■ Set of tasks:
• a. Rewrite the paragraph beginning "Regarding pediatric patients with PLD" in the passage on pediatric lung disease imaging as a short bulleted list that keeps its main facts.
• b. Continue the passage on pediatric lung disease imaging from the point where it stops.

■ Reading text:
*** Begin section ***

Regarding pediatric patients with PLD, the TLO, bronchial wall thickening, and bronchiectasis have been typically observed in pediatric patients with PLD in thoracic MDCT studies [
19,
26,
27]. However, the presence of consolidation (15%) and cyst(s) (9%) seen in pediatric patients with PLD in our study has not been observed in the previously published studies. We believe that this difference is most likely related to the difference in patient population. More specifically, the clinical indication for thoracic CT studies in pediatric patients with PLD (group 2) was often for the investigation of possible lung infection. Therefore, we believe that the consolidation seen in our study was likely due to superimposed infectious processes, and the cysts may reflect lung abscesses, post-infectious pneumatoceles, or iatrogenic pneumatoceles secondary to prior pulmonary interstitial emphysema in the setting of positive-pressure ventilation on poorly compliant immature lungs. Furthermore, our finding that TLO, bronchial thickening, and bronchiectasis had 100% specificity for PLD in this study cohort comparing PVS and PLD is novel. The highly specific nature (100%) of septal thickening and pleural thickening for PVS and of TLO, bronchial thickening, and bronchiectasis for PLD support a reliable utility for these features in settings where the clinical differential diagnosis for pediatric lung disease includes PVS and PDL. While patients with co-existing PVS and PDL were not included in this study, our results suggest that in patients with features specific to PDL (e.g., TLO and/or bronchial wall thickening) who also show features specific to PVS (e.g., thickened pleura and/or thickened interlobular septa), the diagnosis of co-existing PVS/PDL should be considered.

*** End section ***

■ Dataset excerpt:
*** Begin section ***

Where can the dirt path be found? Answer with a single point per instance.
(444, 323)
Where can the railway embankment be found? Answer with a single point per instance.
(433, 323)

*** End section ***

■ Exercise answers:
• a.
- Earlier thoracic MDCT studies [19, 26, 27] typically found TLO, bronchial wall thickening, and bronchiectasis in pediatric patients with PLD.
- This study also found consolidation (15%) and cysts (9%), which earlier studies had not reported. The likely reason is a different patient population: in group 2, CT was often done to investigate possible lung infection.
- The consolidation was likely due to superimposed infection. The cysts may be lung abscesses, post-infectious pneumatoceles, or iatrogenic pneumatoceles from prior pulmonary interstitial emphysema during positive-pressure ventilation of poorly compliant immature lungs.
- A new finding: TLO, bronchial thickening, and bronchiectasis had 100% specificity for PLD in this cohort comparing PVS and PLD.
- Septal and pleural thickening were 100% specific for PVS. These features are therefore reliable when the differential diagnosis includes both conditions.
- Patients with both conditions were not included. Still, when features specific to each appear together, co-existing disease should be considered. For example, TLO or bronchial wall thickening may appear alongside thickened pleura or thickened interlobular septa.

• b.
There are three main potential limitations in our study. First, various thoracic MDCT techniques (i.e., intravenous (IV) contrast administration, types of MDCT scanners, and slice thickness) were used in our study population mainly due to the clinical indication-based thoracic MDCT protocol used in our department and the advances in MDCT scanners that have occurred over the years. However, we believe that these variables most likely did not affect the results of our study substantially because the administration of IV contrast does not affect the evaluation of lungs and all CT images were obtained with a thin-section technique (<1 mm). Secondly, the population size was relatively small in both groups. However, it is important to emphasize that the small study population was mainly due to the rarity of disorder (i.e., PVS) and MDCT is not currently routinely used for evaluating PLD in the pediatric population unless there is a specific clinical indication, such as the evaluation of a superimposed infectious process. A future multicenter study, which can provide a larger patient population, will be helpful for confirming the results of our study. Lastly, not all patients included in this study had pathological confirmation of thoracic MDCT findings. However, it is worth emphasizing that pathological confirmation is not currently routinely performed for evaluation of pleuropulmonary abnormalities in pediatric patients with known PVS and PLD.
In conclusion, our study is the first study to directly compare the pleuropulmonary MDCT findings in children with PVS and PLD. We believe that our findings of significantly different thoracic MDCT pleuropulmonary abnormalities between children with PVS and children with PLD provide clinically valuable new information that can be used to distinguish pediatric patients with PVS from PLD in daily clinical practice. Recognition of these distinct characteristic pleuropulmonary abnormalities (i.e., septal and pleural thickening in PVS versus TLO, and bronchial thickening and bronchiectasis in PLD) can allow early and accurate diagnosis of these two important disease processes. Therefore, our findings of statistically significant differences in the characteristic pleuropulmonary MDCT abnormalities of PVD and PLD have great potential to improve diagnostic accuracy for these two pediatric thoracic disorders.